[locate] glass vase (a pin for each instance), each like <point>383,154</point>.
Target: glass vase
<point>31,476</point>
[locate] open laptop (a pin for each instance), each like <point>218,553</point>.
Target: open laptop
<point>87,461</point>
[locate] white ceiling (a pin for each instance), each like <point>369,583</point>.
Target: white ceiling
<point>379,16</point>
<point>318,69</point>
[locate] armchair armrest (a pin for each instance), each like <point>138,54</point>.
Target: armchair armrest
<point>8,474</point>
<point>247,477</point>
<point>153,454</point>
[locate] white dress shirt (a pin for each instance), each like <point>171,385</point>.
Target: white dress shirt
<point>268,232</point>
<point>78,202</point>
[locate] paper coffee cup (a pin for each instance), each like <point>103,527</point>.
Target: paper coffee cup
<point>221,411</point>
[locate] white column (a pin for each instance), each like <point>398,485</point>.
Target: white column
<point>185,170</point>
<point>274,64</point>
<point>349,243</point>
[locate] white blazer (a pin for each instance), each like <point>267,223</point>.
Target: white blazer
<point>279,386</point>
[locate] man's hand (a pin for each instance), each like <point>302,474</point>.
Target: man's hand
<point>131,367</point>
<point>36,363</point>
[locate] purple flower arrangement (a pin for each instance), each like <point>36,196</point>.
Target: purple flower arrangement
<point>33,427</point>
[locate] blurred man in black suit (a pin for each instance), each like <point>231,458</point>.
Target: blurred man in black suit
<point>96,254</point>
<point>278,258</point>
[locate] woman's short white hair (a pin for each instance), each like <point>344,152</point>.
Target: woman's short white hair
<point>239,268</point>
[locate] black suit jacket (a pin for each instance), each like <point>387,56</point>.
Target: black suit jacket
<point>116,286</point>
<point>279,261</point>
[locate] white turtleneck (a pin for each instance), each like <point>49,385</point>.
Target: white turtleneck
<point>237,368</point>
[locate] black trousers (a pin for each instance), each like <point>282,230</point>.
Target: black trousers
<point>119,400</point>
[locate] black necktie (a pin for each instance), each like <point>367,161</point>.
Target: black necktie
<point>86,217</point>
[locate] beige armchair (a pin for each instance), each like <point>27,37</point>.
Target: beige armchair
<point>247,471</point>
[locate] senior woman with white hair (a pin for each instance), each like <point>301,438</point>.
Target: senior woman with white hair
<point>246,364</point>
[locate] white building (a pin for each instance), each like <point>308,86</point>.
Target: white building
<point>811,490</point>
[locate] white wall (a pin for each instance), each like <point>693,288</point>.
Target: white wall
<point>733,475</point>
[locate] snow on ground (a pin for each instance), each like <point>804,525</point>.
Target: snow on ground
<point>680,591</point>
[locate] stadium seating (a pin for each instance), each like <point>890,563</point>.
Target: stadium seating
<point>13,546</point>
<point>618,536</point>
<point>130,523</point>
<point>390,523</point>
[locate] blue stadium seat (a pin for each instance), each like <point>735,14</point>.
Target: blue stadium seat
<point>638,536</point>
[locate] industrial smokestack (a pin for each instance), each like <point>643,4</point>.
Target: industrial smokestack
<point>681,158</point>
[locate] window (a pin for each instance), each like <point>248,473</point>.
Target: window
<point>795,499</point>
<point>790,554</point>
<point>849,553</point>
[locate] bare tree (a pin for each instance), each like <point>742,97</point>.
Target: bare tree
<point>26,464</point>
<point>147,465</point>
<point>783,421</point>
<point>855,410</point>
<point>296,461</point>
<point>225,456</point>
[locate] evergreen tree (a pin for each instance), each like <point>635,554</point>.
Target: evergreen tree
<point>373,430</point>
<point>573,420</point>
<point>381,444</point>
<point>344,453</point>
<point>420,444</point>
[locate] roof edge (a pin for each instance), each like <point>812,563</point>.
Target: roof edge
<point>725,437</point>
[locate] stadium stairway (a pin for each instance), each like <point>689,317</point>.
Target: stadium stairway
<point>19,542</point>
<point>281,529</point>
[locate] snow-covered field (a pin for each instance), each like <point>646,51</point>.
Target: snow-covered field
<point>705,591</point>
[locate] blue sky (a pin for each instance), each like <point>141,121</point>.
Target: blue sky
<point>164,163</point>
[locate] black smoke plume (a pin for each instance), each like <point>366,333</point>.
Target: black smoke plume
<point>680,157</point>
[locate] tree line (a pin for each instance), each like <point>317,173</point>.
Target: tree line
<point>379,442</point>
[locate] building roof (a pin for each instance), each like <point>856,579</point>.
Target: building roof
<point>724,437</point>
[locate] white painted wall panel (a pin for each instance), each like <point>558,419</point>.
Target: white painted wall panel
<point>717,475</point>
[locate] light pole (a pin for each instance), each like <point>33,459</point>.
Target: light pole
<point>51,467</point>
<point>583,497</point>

**Given task:** Transfer each line of the data above, starting at the line containing "[locate] white turtleneck" and ending at the line containing "<point>246,364</point>", with both of those lines included. Add 49 to every coordinate in the answer points, and leave everything else unchanged.

**Answer in full:**
[locate] white turtleneck (a pin for each instance), each like <point>49,385</point>.
Target: white turtleneck
<point>286,417</point>
[locate] black trousers (a pin for each instance), each like <point>282,230</point>.
Target: black trousers
<point>168,449</point>
[locate] black necktie (a pin for each instance), each like <point>367,161</point>.
Target: black necktie
<point>135,266</point>
[locate] beige armchair (a pin for each instance), each like <point>27,37</point>.
Target: beige armchair
<point>296,520</point>
[locate] senior woman with white hair (a pin for each instance), each like <point>301,438</point>.
Target: senior woman with white hair
<point>295,413</point>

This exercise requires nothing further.